**Text excerpt:**

━━━━━━━━━━

Being a big fan of French music, I am very happy to have two pieces by French composers on tonight’s program. Gabriel Fauré is not as well known outside of France as his older colleague Camille Saint-Saëns, but his music definitely deserves to be performed much more often, with its beautiful tunes and harmonies, touching moments and abundance of orchestral colour.

In Saint-Saëns’ Piano Concerto No. 2, listeners can hear the neoclassical style in the Bach-style passages of the monumental first movement, and can also be suprised by the unusually jolly, humouristic and witty Finale. The composer and pianist Zygmunt Stojowski even called this concerto “From Bach to Offenbach”!

After the premiere of his Symphony in C minor, Edvard Grieg wrote down on the score that it should be never performed again! Norwegians respected his wish for 113 years but finally, after much consideration, and some disputes, this charming music was performed again and continues to be played. Maybe it will be the first time you hear it, but I believe it won’t be your last!

━━━━━━━━━━

**Given exercise 1:**
In the concert program notes, for how many years did Norwegians respect Grieg's wish that his Symphony in C minor not be performed again?
**Given exercise 2:**
Extend the concert program notes with a continuation that starts after their final sentence.

━━━━━━━━━━

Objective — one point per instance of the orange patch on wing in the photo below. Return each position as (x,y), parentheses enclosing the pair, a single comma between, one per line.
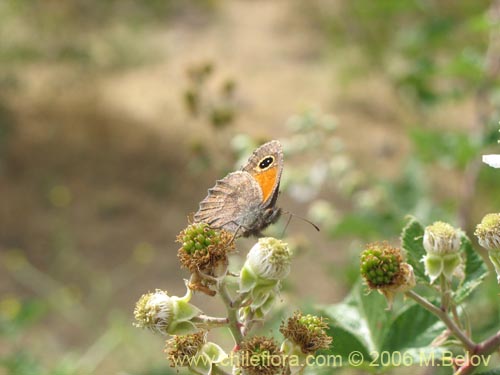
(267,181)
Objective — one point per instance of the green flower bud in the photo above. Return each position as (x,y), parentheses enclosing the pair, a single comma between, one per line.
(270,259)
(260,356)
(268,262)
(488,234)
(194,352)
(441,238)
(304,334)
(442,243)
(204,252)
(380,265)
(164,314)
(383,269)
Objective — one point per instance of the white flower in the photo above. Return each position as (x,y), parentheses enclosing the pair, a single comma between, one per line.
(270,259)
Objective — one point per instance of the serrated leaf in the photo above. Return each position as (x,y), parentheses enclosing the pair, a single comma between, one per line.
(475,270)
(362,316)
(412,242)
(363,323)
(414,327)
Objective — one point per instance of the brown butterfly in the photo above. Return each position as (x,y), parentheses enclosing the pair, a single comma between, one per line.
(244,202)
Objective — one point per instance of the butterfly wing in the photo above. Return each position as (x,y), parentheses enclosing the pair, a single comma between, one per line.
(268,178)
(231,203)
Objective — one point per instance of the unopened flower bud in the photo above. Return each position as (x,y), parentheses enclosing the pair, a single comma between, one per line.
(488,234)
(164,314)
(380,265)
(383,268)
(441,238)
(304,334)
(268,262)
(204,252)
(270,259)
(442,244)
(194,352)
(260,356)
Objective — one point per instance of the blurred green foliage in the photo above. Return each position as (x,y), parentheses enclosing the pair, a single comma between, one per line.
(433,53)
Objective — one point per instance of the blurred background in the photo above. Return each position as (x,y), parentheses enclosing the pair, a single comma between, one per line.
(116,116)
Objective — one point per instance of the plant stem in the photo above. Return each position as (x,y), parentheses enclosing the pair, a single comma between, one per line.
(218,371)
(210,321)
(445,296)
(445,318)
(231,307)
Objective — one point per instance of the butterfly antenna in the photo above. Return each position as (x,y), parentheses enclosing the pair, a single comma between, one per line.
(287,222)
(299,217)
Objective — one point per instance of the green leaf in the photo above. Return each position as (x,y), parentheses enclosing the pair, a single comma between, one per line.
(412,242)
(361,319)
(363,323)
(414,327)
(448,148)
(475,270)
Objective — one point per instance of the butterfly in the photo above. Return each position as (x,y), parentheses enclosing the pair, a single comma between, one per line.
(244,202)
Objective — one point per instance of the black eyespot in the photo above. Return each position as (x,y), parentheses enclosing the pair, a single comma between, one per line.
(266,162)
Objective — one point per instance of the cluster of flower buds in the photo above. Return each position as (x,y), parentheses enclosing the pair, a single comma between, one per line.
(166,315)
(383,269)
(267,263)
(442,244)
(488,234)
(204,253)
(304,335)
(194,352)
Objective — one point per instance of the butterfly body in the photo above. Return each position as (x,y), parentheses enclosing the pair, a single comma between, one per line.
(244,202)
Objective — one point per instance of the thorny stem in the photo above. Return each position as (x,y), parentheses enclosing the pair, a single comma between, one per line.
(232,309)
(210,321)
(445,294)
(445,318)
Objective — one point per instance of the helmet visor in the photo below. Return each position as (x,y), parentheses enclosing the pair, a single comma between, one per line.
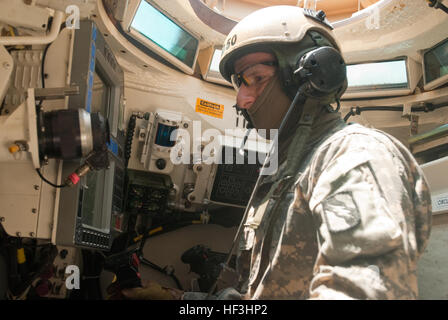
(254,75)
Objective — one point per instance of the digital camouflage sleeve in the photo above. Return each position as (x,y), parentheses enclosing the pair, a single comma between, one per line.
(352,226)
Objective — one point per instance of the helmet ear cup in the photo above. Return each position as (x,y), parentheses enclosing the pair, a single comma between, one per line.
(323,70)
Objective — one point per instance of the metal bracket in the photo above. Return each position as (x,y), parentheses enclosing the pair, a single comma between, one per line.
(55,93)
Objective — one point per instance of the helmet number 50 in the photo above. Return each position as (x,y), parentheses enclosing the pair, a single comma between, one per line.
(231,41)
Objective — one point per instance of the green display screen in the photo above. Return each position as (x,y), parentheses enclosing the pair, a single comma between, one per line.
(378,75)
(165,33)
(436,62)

━━━━━━━━━━

**Answer 1:**
113 years.

**Answer 2:**
Reflection

For me, Saint-Saëns’ Concerto No. 2 is a real journey. In fact, we traverse dramatically different, even opposite, universes in the three movements. From Bach to Offenbach conveys this notion of a multifaceted journey very well. The highly lyrical first movement is an expression of late Romanticism. The second movement is as effervescent as a glass of champagne. And the final movement, a real whirlwind, a fantastic ride (wonderfully captured in this quasi-perpetual movement in triplets), is quite dizzying. There’s a sense of shared jubilation that pervades both the musicians and the audience!

And all these universes are infused with elegance “à la française.” A delight!

The NAC Orchestra has performed the Pelléas et Mélisande Suite many times before: the first time in 1977 with Leonard Slatkin conducting, and most recently, in 2017 with David Zinman on the podium.

Mario Bernardi led the NAC Orchestra in their first performance of Saint-Saëns’ Piano Concerto No. 2, given in 1973 with Jean-Paul Sevilla at the piano. The ensemble gave their most recent interpretation of this work in 2013 with Pinchas Zukerman conducting and Inon Barnatan as soloist.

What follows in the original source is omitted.